Supplied information START
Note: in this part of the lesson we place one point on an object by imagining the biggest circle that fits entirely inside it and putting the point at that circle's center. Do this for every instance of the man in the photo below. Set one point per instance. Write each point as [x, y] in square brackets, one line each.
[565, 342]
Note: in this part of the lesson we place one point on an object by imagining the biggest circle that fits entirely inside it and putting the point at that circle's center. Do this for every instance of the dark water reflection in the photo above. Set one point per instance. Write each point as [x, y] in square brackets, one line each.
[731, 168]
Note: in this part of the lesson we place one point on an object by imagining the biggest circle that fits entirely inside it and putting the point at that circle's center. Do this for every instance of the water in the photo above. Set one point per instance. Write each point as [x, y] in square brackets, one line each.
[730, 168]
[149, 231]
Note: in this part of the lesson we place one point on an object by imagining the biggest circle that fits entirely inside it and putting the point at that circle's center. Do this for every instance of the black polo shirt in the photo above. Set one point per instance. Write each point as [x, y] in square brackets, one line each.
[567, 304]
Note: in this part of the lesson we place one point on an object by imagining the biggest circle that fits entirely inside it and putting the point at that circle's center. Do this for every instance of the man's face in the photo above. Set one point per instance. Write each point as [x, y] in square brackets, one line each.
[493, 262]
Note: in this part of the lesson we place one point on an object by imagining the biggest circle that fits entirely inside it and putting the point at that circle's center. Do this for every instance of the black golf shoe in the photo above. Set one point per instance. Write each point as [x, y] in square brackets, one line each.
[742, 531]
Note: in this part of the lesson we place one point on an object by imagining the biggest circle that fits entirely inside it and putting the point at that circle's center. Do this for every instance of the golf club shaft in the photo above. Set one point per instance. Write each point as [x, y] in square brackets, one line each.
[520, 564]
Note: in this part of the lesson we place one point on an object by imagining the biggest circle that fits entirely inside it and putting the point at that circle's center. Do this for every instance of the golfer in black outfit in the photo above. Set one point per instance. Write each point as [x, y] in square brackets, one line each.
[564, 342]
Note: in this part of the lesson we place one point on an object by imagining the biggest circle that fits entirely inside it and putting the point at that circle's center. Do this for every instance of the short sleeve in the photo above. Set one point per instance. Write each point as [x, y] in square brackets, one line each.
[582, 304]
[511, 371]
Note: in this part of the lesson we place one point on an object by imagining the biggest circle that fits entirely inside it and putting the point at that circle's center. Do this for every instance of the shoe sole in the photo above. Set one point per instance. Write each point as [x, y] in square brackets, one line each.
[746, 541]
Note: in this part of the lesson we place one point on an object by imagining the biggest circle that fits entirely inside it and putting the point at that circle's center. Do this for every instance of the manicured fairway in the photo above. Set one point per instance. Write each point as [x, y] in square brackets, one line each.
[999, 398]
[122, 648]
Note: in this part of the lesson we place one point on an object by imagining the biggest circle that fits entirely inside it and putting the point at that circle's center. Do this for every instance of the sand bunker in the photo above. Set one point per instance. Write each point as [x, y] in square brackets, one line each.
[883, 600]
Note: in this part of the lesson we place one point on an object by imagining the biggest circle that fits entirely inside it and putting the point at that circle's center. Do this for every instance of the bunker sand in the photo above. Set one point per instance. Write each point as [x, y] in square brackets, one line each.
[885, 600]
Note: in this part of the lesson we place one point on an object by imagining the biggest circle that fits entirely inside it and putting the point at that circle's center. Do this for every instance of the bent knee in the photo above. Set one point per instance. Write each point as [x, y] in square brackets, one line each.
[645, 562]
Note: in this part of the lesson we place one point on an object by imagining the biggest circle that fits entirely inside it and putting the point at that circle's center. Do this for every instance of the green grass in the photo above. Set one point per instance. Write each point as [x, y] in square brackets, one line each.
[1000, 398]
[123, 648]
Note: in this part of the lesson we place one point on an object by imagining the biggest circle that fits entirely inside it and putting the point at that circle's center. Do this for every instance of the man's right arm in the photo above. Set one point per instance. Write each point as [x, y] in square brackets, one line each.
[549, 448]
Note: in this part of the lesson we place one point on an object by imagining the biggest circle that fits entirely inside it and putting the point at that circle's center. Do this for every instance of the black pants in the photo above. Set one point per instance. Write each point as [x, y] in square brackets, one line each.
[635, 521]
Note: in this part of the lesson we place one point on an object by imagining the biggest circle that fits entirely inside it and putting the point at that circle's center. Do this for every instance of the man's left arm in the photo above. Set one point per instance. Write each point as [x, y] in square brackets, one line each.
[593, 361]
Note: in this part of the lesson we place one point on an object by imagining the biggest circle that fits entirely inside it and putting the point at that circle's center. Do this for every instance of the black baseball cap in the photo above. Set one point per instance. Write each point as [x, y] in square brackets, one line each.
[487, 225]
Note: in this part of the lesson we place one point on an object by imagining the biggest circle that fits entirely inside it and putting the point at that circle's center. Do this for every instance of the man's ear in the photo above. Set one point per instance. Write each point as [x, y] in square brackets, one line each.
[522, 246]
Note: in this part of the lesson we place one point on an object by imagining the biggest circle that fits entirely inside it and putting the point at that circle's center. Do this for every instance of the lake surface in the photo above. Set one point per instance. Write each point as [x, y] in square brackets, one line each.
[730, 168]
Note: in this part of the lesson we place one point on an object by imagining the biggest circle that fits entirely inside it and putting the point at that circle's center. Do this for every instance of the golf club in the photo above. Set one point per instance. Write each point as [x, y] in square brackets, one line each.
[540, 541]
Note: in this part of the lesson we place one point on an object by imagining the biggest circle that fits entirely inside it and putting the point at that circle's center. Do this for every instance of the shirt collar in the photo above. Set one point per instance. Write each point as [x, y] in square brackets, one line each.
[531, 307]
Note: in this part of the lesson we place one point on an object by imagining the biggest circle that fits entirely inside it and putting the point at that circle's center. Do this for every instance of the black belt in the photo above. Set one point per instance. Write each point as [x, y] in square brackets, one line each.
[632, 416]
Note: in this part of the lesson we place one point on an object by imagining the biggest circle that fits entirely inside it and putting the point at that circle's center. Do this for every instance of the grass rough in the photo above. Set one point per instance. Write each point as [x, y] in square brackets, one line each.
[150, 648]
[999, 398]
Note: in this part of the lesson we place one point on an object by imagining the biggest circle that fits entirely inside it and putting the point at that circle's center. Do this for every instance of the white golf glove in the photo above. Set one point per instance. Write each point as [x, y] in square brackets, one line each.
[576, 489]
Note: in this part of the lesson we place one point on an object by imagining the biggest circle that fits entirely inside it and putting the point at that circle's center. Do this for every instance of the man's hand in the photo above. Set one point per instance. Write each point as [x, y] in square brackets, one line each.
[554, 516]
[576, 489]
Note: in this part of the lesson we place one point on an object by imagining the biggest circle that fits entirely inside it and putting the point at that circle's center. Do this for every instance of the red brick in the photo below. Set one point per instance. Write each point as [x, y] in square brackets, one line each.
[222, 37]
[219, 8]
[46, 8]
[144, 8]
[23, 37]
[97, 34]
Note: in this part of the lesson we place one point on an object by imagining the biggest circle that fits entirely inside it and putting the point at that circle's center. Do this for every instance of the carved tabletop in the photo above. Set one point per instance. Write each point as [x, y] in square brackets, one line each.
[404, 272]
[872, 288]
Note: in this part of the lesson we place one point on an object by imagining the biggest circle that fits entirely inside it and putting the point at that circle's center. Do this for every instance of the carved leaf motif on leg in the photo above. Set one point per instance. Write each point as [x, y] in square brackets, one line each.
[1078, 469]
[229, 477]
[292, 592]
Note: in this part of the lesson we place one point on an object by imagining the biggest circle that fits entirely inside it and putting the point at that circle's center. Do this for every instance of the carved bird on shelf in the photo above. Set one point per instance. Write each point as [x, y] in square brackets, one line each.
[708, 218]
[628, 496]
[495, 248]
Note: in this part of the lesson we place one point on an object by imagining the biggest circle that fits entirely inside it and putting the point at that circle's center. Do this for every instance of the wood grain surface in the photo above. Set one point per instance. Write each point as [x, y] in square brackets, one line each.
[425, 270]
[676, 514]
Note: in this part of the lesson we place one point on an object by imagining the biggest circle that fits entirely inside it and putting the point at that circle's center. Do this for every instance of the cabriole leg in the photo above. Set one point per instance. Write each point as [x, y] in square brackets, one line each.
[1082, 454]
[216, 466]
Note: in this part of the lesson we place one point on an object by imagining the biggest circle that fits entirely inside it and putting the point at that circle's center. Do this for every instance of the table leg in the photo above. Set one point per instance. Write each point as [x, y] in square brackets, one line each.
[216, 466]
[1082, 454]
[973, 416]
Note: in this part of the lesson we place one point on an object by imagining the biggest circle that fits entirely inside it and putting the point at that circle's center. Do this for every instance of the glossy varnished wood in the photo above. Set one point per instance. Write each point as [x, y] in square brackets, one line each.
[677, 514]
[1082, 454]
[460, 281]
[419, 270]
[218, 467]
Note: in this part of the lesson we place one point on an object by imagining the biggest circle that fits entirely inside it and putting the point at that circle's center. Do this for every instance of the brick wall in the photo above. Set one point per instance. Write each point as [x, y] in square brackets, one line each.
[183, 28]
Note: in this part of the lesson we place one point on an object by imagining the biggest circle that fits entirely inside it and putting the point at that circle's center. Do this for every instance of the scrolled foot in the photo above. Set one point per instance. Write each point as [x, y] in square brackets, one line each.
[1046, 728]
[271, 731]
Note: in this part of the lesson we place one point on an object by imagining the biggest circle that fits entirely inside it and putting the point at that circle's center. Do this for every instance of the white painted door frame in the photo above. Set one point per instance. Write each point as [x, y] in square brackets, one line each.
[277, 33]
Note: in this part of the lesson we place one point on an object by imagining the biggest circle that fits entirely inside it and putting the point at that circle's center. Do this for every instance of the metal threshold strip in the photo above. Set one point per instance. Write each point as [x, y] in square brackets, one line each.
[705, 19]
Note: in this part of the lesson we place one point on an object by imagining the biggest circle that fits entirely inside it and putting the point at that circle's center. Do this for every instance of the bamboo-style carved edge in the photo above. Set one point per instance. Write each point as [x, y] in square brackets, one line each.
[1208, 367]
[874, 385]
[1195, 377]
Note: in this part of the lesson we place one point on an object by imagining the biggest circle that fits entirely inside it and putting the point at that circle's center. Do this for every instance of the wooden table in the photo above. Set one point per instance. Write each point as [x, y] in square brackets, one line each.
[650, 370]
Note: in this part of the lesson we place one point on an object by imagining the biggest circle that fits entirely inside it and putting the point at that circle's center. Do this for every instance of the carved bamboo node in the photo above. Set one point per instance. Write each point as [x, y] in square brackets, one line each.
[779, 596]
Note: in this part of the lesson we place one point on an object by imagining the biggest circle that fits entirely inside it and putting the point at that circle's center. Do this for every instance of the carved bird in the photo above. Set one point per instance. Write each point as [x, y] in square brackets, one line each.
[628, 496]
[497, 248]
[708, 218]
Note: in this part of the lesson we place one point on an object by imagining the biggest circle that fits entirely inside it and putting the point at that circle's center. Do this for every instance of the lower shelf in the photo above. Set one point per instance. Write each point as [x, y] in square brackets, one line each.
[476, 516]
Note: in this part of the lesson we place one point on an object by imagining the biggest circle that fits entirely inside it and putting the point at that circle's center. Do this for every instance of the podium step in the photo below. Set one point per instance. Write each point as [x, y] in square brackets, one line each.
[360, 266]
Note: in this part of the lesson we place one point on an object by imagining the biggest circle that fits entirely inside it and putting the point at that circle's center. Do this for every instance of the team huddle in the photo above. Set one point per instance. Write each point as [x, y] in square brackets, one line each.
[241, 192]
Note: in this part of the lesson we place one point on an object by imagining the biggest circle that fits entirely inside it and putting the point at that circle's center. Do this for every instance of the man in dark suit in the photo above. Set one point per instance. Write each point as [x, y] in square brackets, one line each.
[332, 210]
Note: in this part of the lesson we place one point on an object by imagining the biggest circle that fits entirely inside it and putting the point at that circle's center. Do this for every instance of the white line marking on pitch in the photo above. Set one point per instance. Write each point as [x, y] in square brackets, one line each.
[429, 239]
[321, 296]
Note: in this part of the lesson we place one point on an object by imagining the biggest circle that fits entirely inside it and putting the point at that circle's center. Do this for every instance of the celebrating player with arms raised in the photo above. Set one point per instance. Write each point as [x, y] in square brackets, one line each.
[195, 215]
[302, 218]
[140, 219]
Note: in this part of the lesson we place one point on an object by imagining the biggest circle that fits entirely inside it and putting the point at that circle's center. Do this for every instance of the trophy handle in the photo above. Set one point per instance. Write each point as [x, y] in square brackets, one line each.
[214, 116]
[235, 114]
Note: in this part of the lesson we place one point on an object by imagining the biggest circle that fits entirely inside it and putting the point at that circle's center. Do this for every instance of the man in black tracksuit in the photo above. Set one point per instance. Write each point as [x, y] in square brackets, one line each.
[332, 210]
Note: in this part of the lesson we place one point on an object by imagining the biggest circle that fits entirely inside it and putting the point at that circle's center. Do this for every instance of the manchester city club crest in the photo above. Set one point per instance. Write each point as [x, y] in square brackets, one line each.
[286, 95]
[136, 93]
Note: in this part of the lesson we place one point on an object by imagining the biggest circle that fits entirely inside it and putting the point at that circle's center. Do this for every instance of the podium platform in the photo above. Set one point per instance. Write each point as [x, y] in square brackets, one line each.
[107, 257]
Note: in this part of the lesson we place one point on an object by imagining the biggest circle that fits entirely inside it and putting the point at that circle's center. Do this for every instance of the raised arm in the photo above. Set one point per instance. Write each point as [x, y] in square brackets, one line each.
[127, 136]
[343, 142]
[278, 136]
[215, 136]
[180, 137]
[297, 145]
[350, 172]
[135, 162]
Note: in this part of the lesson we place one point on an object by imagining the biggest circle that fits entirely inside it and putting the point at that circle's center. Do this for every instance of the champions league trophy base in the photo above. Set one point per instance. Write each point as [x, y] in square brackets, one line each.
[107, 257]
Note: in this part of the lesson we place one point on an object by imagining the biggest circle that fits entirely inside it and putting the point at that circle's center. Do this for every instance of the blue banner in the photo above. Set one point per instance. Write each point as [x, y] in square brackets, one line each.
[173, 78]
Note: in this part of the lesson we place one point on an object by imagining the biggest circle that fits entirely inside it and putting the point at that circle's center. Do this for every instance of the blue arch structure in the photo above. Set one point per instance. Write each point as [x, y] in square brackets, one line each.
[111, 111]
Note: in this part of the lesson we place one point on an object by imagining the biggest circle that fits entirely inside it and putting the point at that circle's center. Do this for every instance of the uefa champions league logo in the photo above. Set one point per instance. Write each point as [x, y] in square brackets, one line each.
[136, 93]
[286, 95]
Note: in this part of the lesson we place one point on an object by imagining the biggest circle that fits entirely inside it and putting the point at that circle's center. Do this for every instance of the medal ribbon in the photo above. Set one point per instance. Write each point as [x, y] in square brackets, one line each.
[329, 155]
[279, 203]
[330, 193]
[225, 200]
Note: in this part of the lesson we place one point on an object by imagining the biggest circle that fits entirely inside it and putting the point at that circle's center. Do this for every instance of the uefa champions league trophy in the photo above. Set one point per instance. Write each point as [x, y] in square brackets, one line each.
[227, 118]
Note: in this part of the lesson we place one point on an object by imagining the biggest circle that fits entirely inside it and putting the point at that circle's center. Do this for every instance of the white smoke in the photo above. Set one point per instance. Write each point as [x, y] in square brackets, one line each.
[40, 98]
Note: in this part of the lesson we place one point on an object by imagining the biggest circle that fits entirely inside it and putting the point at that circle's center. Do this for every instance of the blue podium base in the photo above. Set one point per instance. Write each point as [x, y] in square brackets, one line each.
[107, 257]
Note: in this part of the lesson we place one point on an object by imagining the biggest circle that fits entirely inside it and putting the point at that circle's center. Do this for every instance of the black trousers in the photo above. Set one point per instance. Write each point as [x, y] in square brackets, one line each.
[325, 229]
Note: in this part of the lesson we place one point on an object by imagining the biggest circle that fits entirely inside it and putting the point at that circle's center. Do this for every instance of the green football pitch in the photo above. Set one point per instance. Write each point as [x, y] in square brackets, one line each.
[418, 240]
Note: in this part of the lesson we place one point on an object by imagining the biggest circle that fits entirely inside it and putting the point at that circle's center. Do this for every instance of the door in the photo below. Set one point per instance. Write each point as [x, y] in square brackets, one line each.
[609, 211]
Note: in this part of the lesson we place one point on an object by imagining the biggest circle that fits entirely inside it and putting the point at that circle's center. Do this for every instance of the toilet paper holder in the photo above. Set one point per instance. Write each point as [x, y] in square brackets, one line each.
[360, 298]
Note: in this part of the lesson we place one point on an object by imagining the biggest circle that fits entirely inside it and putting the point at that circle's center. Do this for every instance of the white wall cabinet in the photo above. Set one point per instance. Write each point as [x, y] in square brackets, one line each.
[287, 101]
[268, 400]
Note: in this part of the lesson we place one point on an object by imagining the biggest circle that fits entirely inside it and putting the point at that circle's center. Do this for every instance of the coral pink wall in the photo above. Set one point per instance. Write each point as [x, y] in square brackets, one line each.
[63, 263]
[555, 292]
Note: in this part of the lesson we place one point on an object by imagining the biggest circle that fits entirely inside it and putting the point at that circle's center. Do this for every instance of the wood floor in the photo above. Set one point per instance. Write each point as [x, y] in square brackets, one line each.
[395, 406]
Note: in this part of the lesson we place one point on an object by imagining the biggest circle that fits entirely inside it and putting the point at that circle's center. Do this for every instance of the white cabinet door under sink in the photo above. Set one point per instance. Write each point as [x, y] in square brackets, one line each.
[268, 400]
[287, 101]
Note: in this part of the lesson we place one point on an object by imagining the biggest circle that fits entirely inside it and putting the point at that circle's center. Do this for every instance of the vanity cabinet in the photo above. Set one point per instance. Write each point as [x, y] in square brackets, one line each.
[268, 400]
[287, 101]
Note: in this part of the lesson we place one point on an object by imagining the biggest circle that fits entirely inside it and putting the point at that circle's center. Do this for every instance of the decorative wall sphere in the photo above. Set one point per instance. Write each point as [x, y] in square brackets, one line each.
Supplied information END
| Task requirements |
Write out again, exactly as they appear above, the lines from the one containing "of the vanity" to the final line, and only those.

| Solution |
Note: in this part of the lesson we place one point on an object by imagining the biggest circle that fits entirely inside it and putting the point at that circle's center. Do this for every instance of the vanity cabinet in the photo above. Set one point per instance. Write each point as [x, y] in square brackets, one line each.
[268, 400]
[287, 101]
Note: in this part of the lesson we place one point on an object by imagining the biggest circle that fits entirely inside it and putting the point at that circle's center. Do this for every instance of the decorative wall sphere in the photo above. Set one point per instance. Write each point as [x, y] in square brackets, one line each.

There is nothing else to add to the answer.